--- SELECTED EXTRACT ---

CodeJam 2019 1C
coding codejam cpp algoI haven’t been working on these problem for a really long time, therefore, it took be quite some time to hammer out some of the bugs I had.
Problem A: Robot Rock Paper Scissors
This was a rather easy problem, but I made some wrong assumption that the start, which caused me quite a lot of headache to debug.
But the general idea is as such
- for the first move, look at all the first moves of all the other robots.
- if all 3 moves exist, it is impossible to have a sure winning move.
- in other cases, it is always possible to eliminate some of the other robots.
- repeat the same steps for the other robots still alive. looping the entries if needed.
- end when all the other robots are dead.

--- DATA SEGMENT ---
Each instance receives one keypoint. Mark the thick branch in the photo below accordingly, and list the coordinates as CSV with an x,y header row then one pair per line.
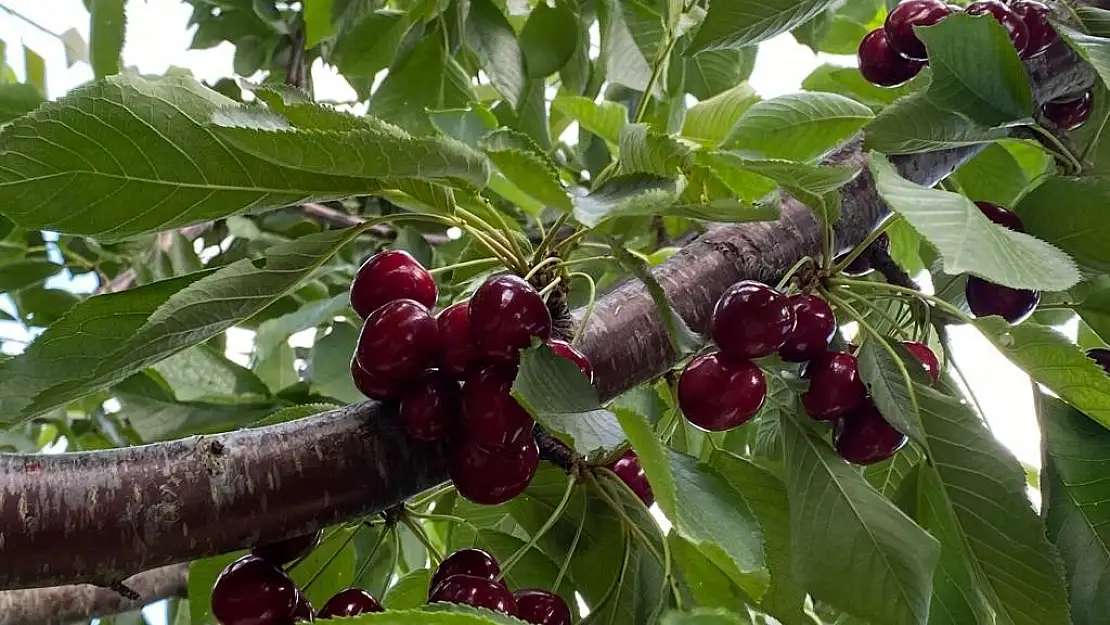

--- WHAT YOU HAVE TO DO ---
Repeat the passage of the CodeJam write-up word for word, beginning at the words "Problem A: Robot" and stopping after "of the other robots.". The data stands apart from the CodeJam write-up and should be treated as separate material.

--- SOLVED EXERCISE ---
Problem A: Robot Rock Paper Scissors
This was a rather easy problem, but I made some wrong assumption that the start, which caused me quite a lot of headache to debug.
But the general idea is as such
- for the first move, look at all the first moves of all the other robots.
- if all 3 moves exist, it is impossible to have a sure winning move.
- in other cases, it is always possible to eliminate some of the other robots.